[Opening Data under study section]

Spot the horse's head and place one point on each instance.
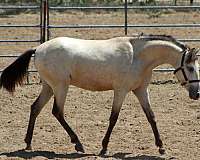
(188, 73)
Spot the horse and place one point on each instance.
(121, 64)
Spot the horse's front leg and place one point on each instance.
(119, 96)
(143, 97)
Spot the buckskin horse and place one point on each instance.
(121, 64)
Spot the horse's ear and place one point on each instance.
(192, 56)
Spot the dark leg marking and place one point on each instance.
(151, 119)
(35, 110)
(113, 120)
(74, 138)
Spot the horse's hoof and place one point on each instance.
(161, 151)
(103, 152)
(28, 148)
(79, 148)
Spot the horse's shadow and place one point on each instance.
(53, 155)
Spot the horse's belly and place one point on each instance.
(92, 83)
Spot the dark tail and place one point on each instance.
(15, 73)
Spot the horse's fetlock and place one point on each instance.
(74, 139)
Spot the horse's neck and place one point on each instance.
(156, 53)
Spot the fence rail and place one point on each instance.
(45, 27)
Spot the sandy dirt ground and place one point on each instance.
(178, 117)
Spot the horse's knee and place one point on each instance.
(56, 110)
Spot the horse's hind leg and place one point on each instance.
(36, 107)
(119, 96)
(58, 111)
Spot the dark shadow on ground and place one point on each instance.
(52, 155)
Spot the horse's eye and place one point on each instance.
(190, 69)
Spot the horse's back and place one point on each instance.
(90, 64)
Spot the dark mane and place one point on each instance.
(165, 38)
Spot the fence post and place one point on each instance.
(44, 20)
(125, 16)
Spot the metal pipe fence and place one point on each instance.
(45, 26)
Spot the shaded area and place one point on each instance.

[Closing Data under study section]

Problem description:
The records above are to be repeated exactly, with the pictures left out.

Result:
Spot the horse's head and place one point on each instance.
(188, 73)
Spot the horse and place one point on each instance.
(121, 64)
Spot the horse's front leg and place one point on each instance.
(119, 96)
(143, 97)
Spot the buckskin horse and place one point on each instance.
(121, 64)
Spot the horse's ear and place one point on each instance.
(192, 56)
Spot the dark leg marking and place one point on each instance.
(151, 119)
(35, 110)
(113, 120)
(74, 138)
Spot the horse's hoof and place one point on each instance.
(161, 151)
(103, 152)
(28, 148)
(79, 148)
Spot the horse's shadow and place one point on each instance.
(53, 155)
Spot the horse's belly and place one point on each instance.
(92, 83)
Spot the dark tail and place one point on each instance.
(15, 73)
Spot the horse's fetlock and place one point on each instance.
(74, 139)
Spot the horse's neck and place one point on each instance.
(156, 53)
Spot the fence rail and place one point on each instance.
(45, 27)
Spot the sandy dirt ground and place one point on each instance.
(178, 117)
Spot the horse's knee and place one point on each instance.
(56, 110)
Spot the horse's hind leg and place one point on each instance.
(36, 107)
(119, 96)
(58, 111)
Spot the dark shadow on ground and place one point on each instance.
(52, 155)
Spot the horse's eye and place one point on each instance.
(190, 69)
Spot the horse's back and place one point on each instance.
(90, 64)
Spot the dark mane and place one point on each instance.
(165, 38)
Spot the fence post and place one point on each instance.
(44, 20)
(125, 16)
Spot the metal pipe fence and place one point on each instance.
(45, 26)
Spot the shaded area and place one point on each instance.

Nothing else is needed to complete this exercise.